▶ EXERCISE
Go through the entries below and retype them exactly, omitting each picture.

[Image-grounded pointing data]
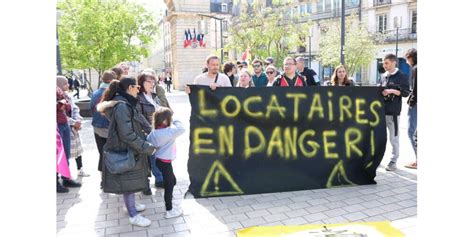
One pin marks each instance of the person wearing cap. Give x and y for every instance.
(310, 75)
(269, 61)
(212, 77)
(259, 78)
(271, 73)
(290, 78)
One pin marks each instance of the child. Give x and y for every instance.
(163, 137)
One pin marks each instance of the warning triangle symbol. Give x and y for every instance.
(338, 176)
(216, 179)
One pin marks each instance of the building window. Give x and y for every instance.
(302, 9)
(413, 22)
(224, 7)
(382, 23)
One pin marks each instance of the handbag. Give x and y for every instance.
(118, 162)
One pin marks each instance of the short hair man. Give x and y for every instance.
(259, 78)
(289, 78)
(311, 76)
(212, 77)
(395, 84)
(411, 57)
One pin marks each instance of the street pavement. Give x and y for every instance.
(87, 211)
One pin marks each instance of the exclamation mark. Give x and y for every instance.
(372, 143)
(216, 181)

▶ WORKED SOLUTION
One pin marks each instance of the person wearing cap. Give x and y for every instance.
(310, 75)
(269, 61)
(212, 77)
(259, 78)
(271, 73)
(290, 78)
One pin marks each instance of the child. Give x and y for every instance.
(163, 137)
One pin marks each instance of the warning triangle symbol. Give x and y for every instance.
(338, 176)
(216, 179)
One pin marks each instance of the building window. Give x and y for every instance.
(302, 9)
(413, 22)
(224, 7)
(382, 23)
One pin marks each instance of the handbag. Give x and y for every instance.
(118, 162)
One pin marks each instance of the short hair man. Give x and y for every instance.
(259, 78)
(289, 78)
(311, 76)
(212, 77)
(395, 84)
(411, 57)
One pin marks each instance of the street pavement. Give x and y for every instance.
(87, 211)
One pin marks each instance of the exclamation mark. Give x and y for every instance.
(372, 143)
(216, 181)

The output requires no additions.